"A Little Piece of Heaven" is a song by American heavy metal band Avenged Sevenfold. It is the ninth song from their self-titled fourth album. Though not released as a single, the song is one of the band's most popular. In December, 2007, the song received an animated music video. The song was written by the band's drummer, Jimmy "The Rev" Sullivan, and features him on dueling lead vocals with M. Shadows.

Background
"A Little Piece of Heaven" was written by drummer The Rev. The original version of the song was entitled "Big Bear", which was the name of the cabin the band were staying at when the song was written. The "Big Bear" demo featured The Rev doing all the instruments and vocals. It was originally intended to be on a Halloween EP, but once the band's Record label heard it, they insisted it be on the album.

Lyrics and music
"A Little Piece of Heaven" is about a man who murders his girlfriend, eats her heart, and rapes her corpse. The girlfriend then returns from the dead and does the same to him. The two reconcile, get married, and together they begin killing others.

Songwriter The Rev stated the song was inspired by the works of Danny Elfman and his band Oingo Boingo. The band worked with brass and string sections for the song.  The song is supposedly inspired by Broadway show tunes, in which horns and orchestral strings replaced the band's lead and rhythm guitars.

Members of the band have compared the song to "an eight-minute movie".

RAW DATA:
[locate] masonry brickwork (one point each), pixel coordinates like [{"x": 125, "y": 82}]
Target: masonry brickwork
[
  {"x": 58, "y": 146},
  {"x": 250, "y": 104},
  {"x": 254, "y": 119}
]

DIRECTIVE 1:
Could you edit the song article, starting with "Lyrics and music" and going on through "and rhythm guitars.", so that "Broadway show tunes" becomes "Broadway musicals"?
DIRECTIVE 2:
What is the Spanish translation of this sentence from the song article: "The band worked with brass and string sections for the song."

EXERCISE RESULT 1:
Lyrics and music
"A Little Piece of Heaven" is about a man who murders his girlfriend, eats her heart, and rapes her corpse. The girlfriend then returns from the dead and does the same to him. The two reconcile, get married, and together they begin killing others.

Songwriter The Rev stated the song was inspired by the works of Danny Elfman and his band Oingo Boingo. The band worked with brass and string sections for the song.  The song is supposedly inspired by Broadway musicals, in which horns and orchestral strings replaced the band's lead and rhythm guitars.

EXERCISE RESULT 2:
La banda trabajó con secciones de metales y de cuerdas para la canción.